* [Texto base]:

★ ★ ★

A fé, um autêntico Quixote, luta no mundo das trevas, pretendendo levar às pessoas uma luz que ela própria desconhece. É uma visão imaginária do que está na total escuridão: Deus, mistério, inacessível e inexplicável. Oradora insuperável na arte de seduzir e hipnotizar, transforma os que a seguem em rebanho das belas ilusões que migram às cegas para o El Dorado do sem fim. Em outras palavras, é uma pregadora que fala aos homens a respeito de um céu que desconhece e para o qual ninguém irá para lá. Ancorada nas chamadas escrituras sagradas, oferece aos que se sentem órfãos em um mundo brutal, desumano e hostil, como a mais sedutora personagem a narrar contos de fada capaz de anestesiá-los, fazê-los adormecer no sono da inocência, sonhar e acordar no maravilhoso mundo novo das Del celestiais.

Farei breve referência, quer pela incompatibilidade com o local da publicação, quer principalmente pela minha ignorância em teologia como será notada pelos doutos da área, sobre pontos que dão um nó górdio no meu pensamento. Atrevo-me, no entanto, seguindo o que disse, parece-me que Péricles, que embora somente poucos possam dar origem a uma democracia, todos somos capazes de julgá-la.

★ ★ ★

* [Registros]:
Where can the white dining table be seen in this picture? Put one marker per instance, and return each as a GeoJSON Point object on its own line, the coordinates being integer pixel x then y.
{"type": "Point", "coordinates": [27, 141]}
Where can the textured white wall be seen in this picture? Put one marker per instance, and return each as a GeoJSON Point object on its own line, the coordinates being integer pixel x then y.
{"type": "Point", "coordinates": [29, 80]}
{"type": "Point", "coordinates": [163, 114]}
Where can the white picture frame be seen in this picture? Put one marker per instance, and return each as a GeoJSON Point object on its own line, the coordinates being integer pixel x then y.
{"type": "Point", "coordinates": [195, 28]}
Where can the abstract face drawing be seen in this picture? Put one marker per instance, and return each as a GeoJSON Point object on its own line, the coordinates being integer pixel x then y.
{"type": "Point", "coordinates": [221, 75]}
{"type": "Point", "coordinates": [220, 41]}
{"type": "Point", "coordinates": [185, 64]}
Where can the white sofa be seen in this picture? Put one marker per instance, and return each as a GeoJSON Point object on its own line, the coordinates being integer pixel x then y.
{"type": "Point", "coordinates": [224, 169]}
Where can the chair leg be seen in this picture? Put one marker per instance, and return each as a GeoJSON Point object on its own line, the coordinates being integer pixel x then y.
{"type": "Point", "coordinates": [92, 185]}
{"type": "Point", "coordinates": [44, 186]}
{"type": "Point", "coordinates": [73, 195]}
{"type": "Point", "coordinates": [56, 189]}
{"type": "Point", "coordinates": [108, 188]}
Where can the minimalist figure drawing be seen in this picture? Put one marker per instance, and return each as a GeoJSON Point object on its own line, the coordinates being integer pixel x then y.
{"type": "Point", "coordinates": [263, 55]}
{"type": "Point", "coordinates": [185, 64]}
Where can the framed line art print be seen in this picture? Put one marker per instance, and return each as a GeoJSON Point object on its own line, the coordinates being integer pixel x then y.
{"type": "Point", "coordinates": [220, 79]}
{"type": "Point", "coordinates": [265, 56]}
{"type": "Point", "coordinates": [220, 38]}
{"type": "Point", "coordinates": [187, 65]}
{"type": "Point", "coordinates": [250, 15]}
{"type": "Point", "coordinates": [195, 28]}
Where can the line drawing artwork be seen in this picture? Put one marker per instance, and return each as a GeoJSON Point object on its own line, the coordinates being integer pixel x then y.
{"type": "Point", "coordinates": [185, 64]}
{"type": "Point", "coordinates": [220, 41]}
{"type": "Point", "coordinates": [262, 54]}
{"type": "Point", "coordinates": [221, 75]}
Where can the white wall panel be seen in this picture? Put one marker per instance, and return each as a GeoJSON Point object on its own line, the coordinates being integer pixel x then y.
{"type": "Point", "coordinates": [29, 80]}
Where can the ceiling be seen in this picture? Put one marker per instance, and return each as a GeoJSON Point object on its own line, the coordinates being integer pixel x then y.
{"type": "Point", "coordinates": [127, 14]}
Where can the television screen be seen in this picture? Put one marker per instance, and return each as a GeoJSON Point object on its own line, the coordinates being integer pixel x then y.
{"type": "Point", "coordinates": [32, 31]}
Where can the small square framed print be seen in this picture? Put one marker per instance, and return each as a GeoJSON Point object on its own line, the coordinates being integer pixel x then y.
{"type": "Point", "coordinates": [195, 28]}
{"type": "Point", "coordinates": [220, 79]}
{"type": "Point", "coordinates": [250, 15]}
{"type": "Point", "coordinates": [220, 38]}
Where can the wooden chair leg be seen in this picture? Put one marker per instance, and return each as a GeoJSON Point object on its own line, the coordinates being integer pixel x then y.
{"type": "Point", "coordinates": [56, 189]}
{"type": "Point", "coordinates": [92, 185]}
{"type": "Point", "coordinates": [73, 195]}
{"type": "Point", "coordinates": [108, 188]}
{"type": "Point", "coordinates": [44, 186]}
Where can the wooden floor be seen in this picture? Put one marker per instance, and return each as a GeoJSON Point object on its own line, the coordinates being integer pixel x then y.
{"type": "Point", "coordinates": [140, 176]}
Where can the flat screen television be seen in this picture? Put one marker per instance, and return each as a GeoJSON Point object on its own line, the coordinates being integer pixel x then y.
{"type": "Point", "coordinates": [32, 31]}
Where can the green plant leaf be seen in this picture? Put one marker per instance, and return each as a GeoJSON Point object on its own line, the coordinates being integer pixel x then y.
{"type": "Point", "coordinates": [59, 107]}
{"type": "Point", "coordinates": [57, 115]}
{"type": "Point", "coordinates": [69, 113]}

★ ★ ★

* [O que fazer]:
1 > Altere as linhas dos registros desde a que contém "Where can the wooden floor" até o fim dos registros, incluindo as duas pontas, trocando "flat screen television" por "wall-mounted television". Mostre essas linhas de novo sem mudar mais nada.
2 > Continue o texto sobre a fé a partir do ponto em que ele para.

* [Respostas dos exercícios]:
1 >
Where can the wooden floor be seen in this picture? Put one marker per instance, and return each as a GeoJSON Point object on its own line, the coordinates being integer pixel x then y.
{"type": "Point", "coordinates": [140, 176]}
Where can the wall-mounted television be seen in this picture? Put one marker per instance, and return each as a GeoJSON Point object on its own line, the coordinates being integer pixel x then y.
{"type": "Point", "coordinates": [32, 31]}
Where can the green plant leaf be seen in this picture? Put one marker per instance, and return each as a GeoJSON Point object on its own line, the coordinates being integer pixel x then y.
{"type": "Point", "coordinates": [59, 107]}
{"type": "Point", "coordinates": [57, 115]}
{"type": "Point", "coordinates": [69, 113]}

2 >
Vamos pelo começo. Segundo o gênesis, Deus criou o homem segundo sua imagem e semelhança. Explica-se pela teoria da analogia da causa e efeito, isto é, a criatura herda traços do criador. Naturalmente que respeitada à distância entre o absoluto e o relativo. Assim, quando dizemos que Deus é infinitamente bom, devemos concluir que também é infinitamente mau. Nossas virtudes e defeitos estão no relativo. As manifestações violentas da natureza, terremotos, maremotos, vulcões e furacões, entre outras, dizimando indiscriminadamente vidas humanas, são exemplos da maldade superlativa do criador. Acontece que nada está isento de conflitos. O nosso planeta, sem exceção, foi fruto de colisões e, segundo os astrônomos, mais cedo ou mais tarde não escapará do impacto de asteróides, cometas e meteoros que extinguirão a vida por completo. Por outro lado, nenhum animal sobre a face da terra, na água ou no ar, está livre de predadores. Não existe a permanente monotonia da paz.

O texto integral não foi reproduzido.